**Input data:**
>>>

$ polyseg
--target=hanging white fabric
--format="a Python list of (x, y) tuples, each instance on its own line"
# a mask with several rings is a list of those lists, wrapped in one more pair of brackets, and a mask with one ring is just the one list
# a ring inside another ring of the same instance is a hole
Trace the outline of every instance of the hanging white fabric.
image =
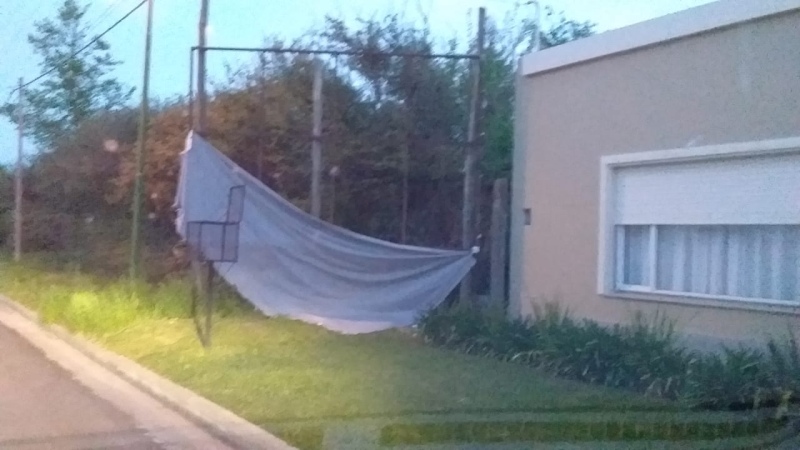
[(399, 245), (319, 220), (190, 133), (181, 155), (176, 228), (222, 220), (233, 186), (245, 186), (236, 263), (217, 272), (267, 315), (343, 333), (415, 323), (441, 303), (475, 260), (469, 251)]

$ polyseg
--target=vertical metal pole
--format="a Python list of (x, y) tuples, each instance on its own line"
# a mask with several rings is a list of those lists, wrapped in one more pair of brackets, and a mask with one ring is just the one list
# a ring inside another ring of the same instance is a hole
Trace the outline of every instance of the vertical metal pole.
[(194, 130), (200, 135), (208, 131), (208, 98), (206, 94), (206, 30), (208, 28), (208, 0), (201, 0), (198, 24), (197, 49), (197, 114)]
[(322, 61), (314, 60), (314, 112), (311, 141), (311, 215), (320, 217), (322, 208)]
[(492, 191), (491, 264), (489, 296), (495, 307), (506, 303), (506, 258), (508, 246), (508, 178), (494, 180)]
[(213, 325), (214, 317), (214, 263), (211, 261), (205, 262), (206, 270), (206, 339), (205, 346), (211, 347), (211, 327)]
[[(472, 62), (472, 98), (469, 108), (469, 125), (467, 128), (467, 151), (464, 158), (464, 206), (461, 216), (461, 245), (470, 249), (475, 242), (475, 210), (479, 196), (478, 163), (481, 160), (480, 120), (482, 99), (481, 64), (483, 62), (483, 46), (485, 36), (486, 8), (478, 10), (478, 36), (476, 53), (478, 59)], [(460, 299), (469, 303), (473, 299), (472, 273), (468, 273), (461, 282)]]
[(19, 79), (19, 102), (17, 103), (17, 167), (14, 176), (14, 261), (22, 259), (22, 160), (25, 138), (25, 94), (23, 81)]
[(142, 196), (144, 191), (145, 141), (147, 140), (147, 121), (149, 114), (148, 95), (150, 91), (150, 53), (153, 44), (153, 1), (147, 2), (147, 31), (144, 44), (144, 79), (142, 81), (142, 104), (139, 112), (139, 136), (136, 152), (136, 179), (133, 189), (133, 225), (131, 230), (131, 280), (139, 277), (139, 256), (141, 253), (139, 240), (142, 221)]

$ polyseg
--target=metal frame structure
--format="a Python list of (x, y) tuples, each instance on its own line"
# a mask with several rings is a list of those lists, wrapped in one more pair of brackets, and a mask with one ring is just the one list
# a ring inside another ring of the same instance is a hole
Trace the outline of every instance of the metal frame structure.
[[(245, 187), (234, 186), (228, 192), (228, 209), (224, 221), (196, 220), (186, 224), (186, 242), (189, 245), (192, 272), (195, 276), (192, 285), (191, 313), (197, 336), (204, 347), (211, 346), (214, 263), (236, 263), (239, 259), (239, 227), (244, 215), (244, 197)], [(205, 233), (206, 236), (212, 236), (212, 239), (204, 241), (203, 229), (218, 230), (218, 232)], [(229, 231), (234, 233), (233, 239), (228, 239)], [(219, 236), (218, 245), (213, 239), (216, 236)], [(200, 297), (205, 304), (204, 322), (201, 322), (197, 315)]]
[[(208, 22), (208, 6), (204, 0), (201, 8), (199, 21), (199, 45), (191, 47), (189, 52), (189, 122), (195, 132), (203, 135), (207, 132), (207, 92), (206, 92), (206, 53), (208, 51), (220, 52), (248, 52), (248, 53), (293, 53), (305, 55), (330, 55), (330, 56), (356, 56), (356, 55), (375, 55), (382, 57), (401, 57), (401, 58), (426, 58), (426, 59), (460, 59), (472, 62), (472, 83), (471, 99), (468, 123), (467, 144), (465, 146), (464, 158), (464, 203), (462, 208), (462, 248), (471, 250), (476, 239), (476, 216), (479, 197), (479, 169), (478, 165), (483, 157), (483, 127), (482, 123), (482, 104), (483, 104), (483, 82), (482, 82), (482, 62), (484, 53), (486, 9), (478, 10), (478, 32), (476, 36), (476, 53), (451, 54), (451, 53), (413, 53), (413, 52), (366, 52), (353, 50), (335, 49), (309, 49), (295, 47), (218, 47), (206, 46), (205, 29)], [(197, 53), (197, 73), (195, 73), (195, 53)], [(313, 91), (321, 91), (321, 64), (316, 64), (315, 82)], [(195, 81), (197, 82), (197, 102), (195, 102)], [(321, 136), (318, 130), (321, 129), (322, 120), (322, 99), (321, 95), (314, 95), (314, 123), (312, 127), (312, 183), (311, 183), (311, 204), (312, 213), (319, 216), (320, 212), (320, 177), (321, 177)], [(404, 200), (405, 201), (405, 200)], [(404, 204), (404, 209), (407, 205)], [(469, 303), (474, 300), (472, 277), (467, 274), (461, 284), (461, 302)]]

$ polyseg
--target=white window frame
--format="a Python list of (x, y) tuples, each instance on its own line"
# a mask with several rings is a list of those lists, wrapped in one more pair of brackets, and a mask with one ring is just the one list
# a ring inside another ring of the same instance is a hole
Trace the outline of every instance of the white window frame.
[(614, 245), (616, 247), (615, 263), (614, 263), (614, 290), (626, 292), (655, 292), (655, 279), (656, 279), (656, 247), (658, 245), (658, 227), (655, 225), (636, 225), (645, 226), (648, 228), (647, 237), (647, 280), (646, 285), (640, 284), (625, 284), (625, 270), (622, 264), (616, 264), (616, 261), (623, 261), (625, 259), (625, 226), (615, 227), (616, 236), (614, 237)]
[[(800, 154), (800, 137), (773, 139), (764, 141), (738, 142), (722, 145), (709, 145), (694, 148), (658, 150), (650, 152), (627, 153), (604, 156), (600, 160), (600, 211), (597, 252), (597, 292), (600, 295), (615, 294), (654, 294), (668, 297), (696, 298), (701, 300), (725, 300), (731, 304), (766, 304), (778, 306), (800, 307), (800, 303), (788, 300), (758, 299), (733, 297), (726, 295), (697, 294), (691, 292), (659, 291), (655, 289), (657, 270), (657, 224), (650, 225), (650, 286), (631, 286), (622, 283), (622, 271), (618, 270), (616, 260), (621, 251), (617, 247), (618, 238), (624, 238), (624, 231), (617, 236), (618, 230), (614, 222), (614, 186), (616, 170), (623, 167), (635, 167), (657, 164), (674, 164), (680, 162), (702, 162), (724, 160), (737, 157), (777, 156), (783, 154)], [(624, 230), (620, 227), (620, 230)]]

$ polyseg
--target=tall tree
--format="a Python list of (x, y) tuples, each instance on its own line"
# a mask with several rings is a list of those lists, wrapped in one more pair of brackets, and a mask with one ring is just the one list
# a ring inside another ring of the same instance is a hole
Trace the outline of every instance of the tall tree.
[(486, 154), (482, 173), (490, 180), (511, 175), (514, 80), (519, 56), (533, 49), (537, 32), (541, 49), (546, 49), (591, 36), (595, 28), (592, 22), (570, 20), (563, 13), (545, 8), (541, 29), (537, 30), (537, 23), (526, 18), (522, 8), (527, 6), (517, 5), (499, 22), (490, 20), (486, 30), (483, 66)]
[[(98, 111), (123, 106), (133, 93), (111, 76), (119, 61), (112, 58), (108, 43), (92, 42), (84, 21), (87, 8), (64, 0), (55, 17), (37, 21), (28, 35), (39, 68), (48, 73), (39, 87), (26, 89), (31, 133), (44, 149), (54, 148)], [(3, 108), (12, 120), (13, 106)]]
[[(535, 23), (520, 16), (511, 14), (507, 21), (487, 26), (484, 179), (510, 173), (517, 57), (530, 49), (537, 31)], [(591, 32), (591, 23), (551, 15), (540, 41), (549, 47)], [(408, 243), (458, 245), (470, 64), (376, 53), (455, 52), (474, 44), (454, 40), (441, 48), (427, 27), (403, 23), (397, 16), (355, 25), (329, 18), (310, 39), (309, 46), (356, 52), (326, 60), (324, 173), (335, 168), (337, 175), (323, 179), (324, 216), (333, 215), (335, 202), (336, 223), (353, 231), (399, 240), (405, 229)], [(310, 175), (311, 62), (305, 55), (264, 55), (234, 68), (209, 102), (208, 138), (304, 208)], [(165, 223), (172, 217), (185, 107), (176, 104), (156, 114), (148, 138), (147, 210)], [(112, 200), (130, 198), (130, 156), (114, 181)]]

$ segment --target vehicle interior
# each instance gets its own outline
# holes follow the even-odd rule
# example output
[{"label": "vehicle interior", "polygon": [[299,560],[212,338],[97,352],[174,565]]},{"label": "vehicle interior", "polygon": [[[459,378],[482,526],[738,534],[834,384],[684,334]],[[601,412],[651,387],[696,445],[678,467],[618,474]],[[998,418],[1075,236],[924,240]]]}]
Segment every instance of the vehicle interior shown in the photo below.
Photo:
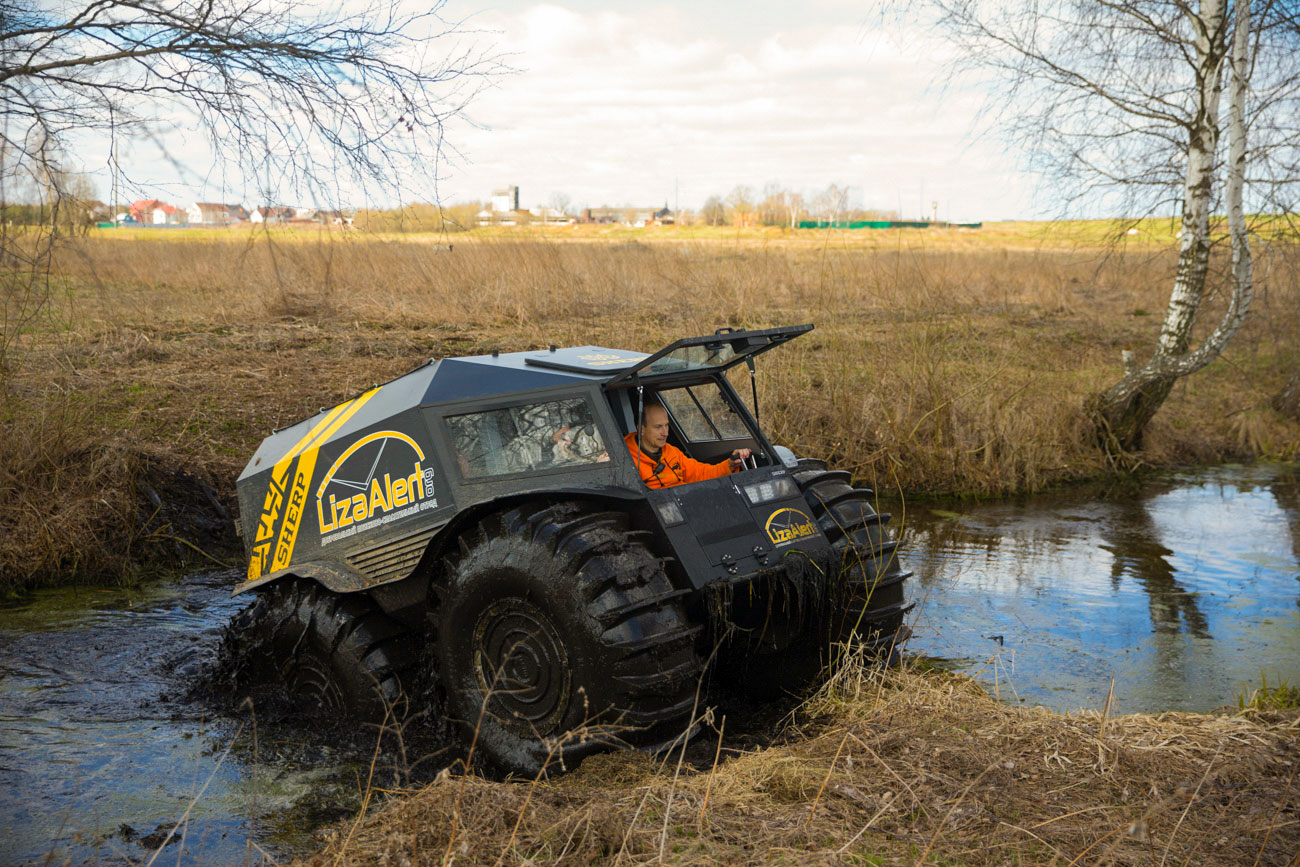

<<<

**What needs to be done:** Nothing but the lines from the one containing "Trace the outline of every instance of the hanging" through the one containing "--target=metal frame structure" should appear, copied exactly from the material above and without pictures.

**Final answer:**
Trace the outline of every instance of the hanging white fabric.
image =
[(399, 245), (319, 220), (190, 133), (181, 155), (176, 228), (222, 220), (233, 186), (245, 186), (236, 263), (217, 272), (267, 315), (343, 333), (415, 323), (441, 303), (475, 260), (469, 251)]

$ polyseg
--target=vertical metal pole
--format="a Python list of (x, y) tuples, each instance on its own line"
# a mask with several rings is a list of those lists, wrapped in one more pair of brackets, and a mask with one ring is just the one list
# a ring inside another ring of the same instance is a hole
Trace the outline of every instance of the vertical metal pole.
[(194, 130), (200, 135), (208, 131), (208, 98), (206, 94), (206, 30), (208, 28), (208, 0), (201, 0), (198, 24), (197, 49), (197, 114)]
[(322, 61), (314, 60), (314, 112), (311, 141), (311, 215), (320, 217), (322, 208)]
[(492, 191), (491, 264), (489, 296), (495, 307), (506, 303), (506, 258), (508, 246), (508, 178), (494, 180)]
[(213, 325), (214, 317), (214, 263), (211, 261), (205, 262), (206, 270), (206, 339), (205, 346), (211, 347), (211, 327)]
[[(472, 62), (472, 98), (469, 108), (469, 125), (467, 128), (467, 151), (464, 158), (464, 206), (461, 216), (461, 245), (470, 249), (475, 242), (475, 210), (479, 196), (478, 163), (481, 160), (480, 120), (482, 99), (481, 64), (483, 62), (483, 46), (485, 36), (486, 8), (478, 10), (478, 36), (476, 53), (478, 59)], [(460, 299), (469, 303), (473, 299), (472, 273), (468, 273), (461, 282)]]
[(19, 79), (19, 102), (17, 103), (17, 167), (14, 176), (14, 261), (22, 259), (22, 160), (25, 138), (25, 94), (23, 81)]
[(142, 196), (144, 191), (145, 141), (147, 140), (147, 121), (149, 114), (148, 95), (150, 91), (150, 53), (153, 44), (153, 1), (147, 2), (147, 31), (144, 44), (144, 79), (142, 81), (142, 104), (139, 112), (139, 136), (136, 152), (136, 179), (133, 189), (133, 225), (131, 230), (131, 280), (139, 277), (139, 256), (141, 253), (139, 240), (142, 221)]

$ polyseg
--target=metal frame structure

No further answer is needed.